Per me—e per molti altri gay in cerca di punti di riferimento—era un’icona LGBT che rappresentava implicitamente la libertà sessuale e l’accettazione, specialmente vista la sua passione per la moda camp, il design per interni in stile Liberace, e per i testi espliciti accompagnati da ritmi pulsanti che avrebbero messo la voglia di scopare a una pietra.
Disgraziatamente, finì anche per rimanere intrappolato nella sua bolla violetta di privilegio e cominciò a lanciarsi contro i gay. Negli anni Zero, Prince si convertì a Testimone di Geova e dichiarò in un’intervista al New Yorker del 2008, “Dio venne sulla Terra e vide gente che se lo infilava dappertutto e lo faceva con qualunque cosa. E ha fatto piazza pulita. Ha detto basta.”
Nel 2013 uscì la sua canzone “Da Bourgeoisie” che comprendeva un verso ripugnante in cui la sua reazione alla notizia che la sua ragazza è stata con un’altra ragazza è: “Vorrei non averti mai baciata… bleah” con uno sputo disgustato. A quanto pare, per l’onnicomprensivo Prince, il liberatore, questa era un’offesa imperdonabile, che meritava puro disprezzo e pietà. Due anni fa, Gawker ha riportato che durante un’apparizione nel programma TV di Arsenio Hall Prince abbia fatto in modo di manifestare varie volte la propria omofobia, arrivando a sussultare ricordando tutti gli uomini che lo hanno sfiorato a una festa post-Oscar poco tempo prima.
All’improvviso, io—uno dei suoi fan più sfegatati e fedeli—ero ridotto a un errore nella mente ristretta dalla fuffa religiosa del mio idolo. Che tristezza. Che ipocrisia. Se i gay dovessero essere buttati nel cesso, non c’è dubbio che Prince sarebbe tra i primi a finire sott’acqua!

Estratti del dataset

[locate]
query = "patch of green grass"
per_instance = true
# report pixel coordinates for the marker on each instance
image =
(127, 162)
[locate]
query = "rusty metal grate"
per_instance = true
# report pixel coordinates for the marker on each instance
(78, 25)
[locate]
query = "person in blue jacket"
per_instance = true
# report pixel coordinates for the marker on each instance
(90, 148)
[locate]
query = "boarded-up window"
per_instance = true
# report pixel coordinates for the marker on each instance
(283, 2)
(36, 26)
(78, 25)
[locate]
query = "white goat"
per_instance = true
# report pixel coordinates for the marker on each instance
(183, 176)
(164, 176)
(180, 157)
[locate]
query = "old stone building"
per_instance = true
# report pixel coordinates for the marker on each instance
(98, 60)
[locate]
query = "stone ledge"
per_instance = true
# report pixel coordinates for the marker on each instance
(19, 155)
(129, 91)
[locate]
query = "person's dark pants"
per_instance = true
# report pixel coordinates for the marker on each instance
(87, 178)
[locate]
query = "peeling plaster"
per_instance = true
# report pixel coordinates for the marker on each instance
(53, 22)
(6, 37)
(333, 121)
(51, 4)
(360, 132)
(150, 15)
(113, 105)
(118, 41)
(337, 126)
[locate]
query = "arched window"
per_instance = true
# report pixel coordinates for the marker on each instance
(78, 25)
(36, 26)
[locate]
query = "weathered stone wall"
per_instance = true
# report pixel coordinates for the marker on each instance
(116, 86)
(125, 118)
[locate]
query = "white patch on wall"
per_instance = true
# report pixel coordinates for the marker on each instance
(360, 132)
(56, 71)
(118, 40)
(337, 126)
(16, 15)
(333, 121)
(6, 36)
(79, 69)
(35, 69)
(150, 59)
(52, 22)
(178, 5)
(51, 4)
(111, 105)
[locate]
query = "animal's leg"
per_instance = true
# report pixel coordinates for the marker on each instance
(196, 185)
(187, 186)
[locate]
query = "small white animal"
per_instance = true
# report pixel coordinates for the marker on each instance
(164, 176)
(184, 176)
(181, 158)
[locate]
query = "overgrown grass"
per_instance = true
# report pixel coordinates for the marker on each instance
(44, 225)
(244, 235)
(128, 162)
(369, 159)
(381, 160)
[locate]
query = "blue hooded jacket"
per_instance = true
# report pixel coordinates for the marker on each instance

--- Consegna 1 ---
Sostituisci "idolo" con "beniamino" nel passo del testo su Prince che va da "All’improvviso, io—uno dei" fino a "a finire sott’acqua!" compreso, poi riporta il passo così modificato.
--- Consegna 2 ---
In quale anno uscì la canzone "Da Bourgeoisie", secondo il testo su Prince?
--- Consegna 3 ---
Riprendi il testo su Prince e prosegui la scrittura da dove si ferma.

--- Risultato atteso 1 ---
All’improvviso, io—uno dei suoi fan più sfegatati e fedeli—ero ridotto a un errore nella mente ristretta dalla fuffa religiosa del mio beniamino. Che tristezza. Che ipocrisia. Se i gay dovessero essere buttati nel cesso, non c’è dubbio che Prince sarebbe tra i primi a finire sott’acqua!

--- Risultato atteso 2 ---
Nel 2013.

--- Risultato atteso 3 ---
Come fa un simbolo di liberazione a trasformarsi in un simbolo di oppressione? Purtroppo succede continuamente, guardiamo anche Barry Humphries (AKA la drag queen Dame Edna) che attacca le donne trans sostentendo che non siano vere donne, ma soltanto uomini mutilati. La curva storica finisce troppo spesso per portare le persone dalla prima linea dell’evoluzione sociale alle retrovie occupate dai reazionari che prima le contrastavano, senza che si rendano conto di essersi trasformate nei propri nonni.
Per quanto sia stata tragica questa svolta nella sua vita, non riesce a mettere in ombra quello che la musica e il personaggio di Prince sono riusciti a fare durante gli anni Settanta e Ottanta, ossia di esplodere in faccia al mondo come un gigantesco, strabordante orgasmo pieno di proteine e lustrini. Ha preso la società per il colletto, liberandola di un’educazione stantia e gettandola in un boudoir pieno di possibilità. Sexy.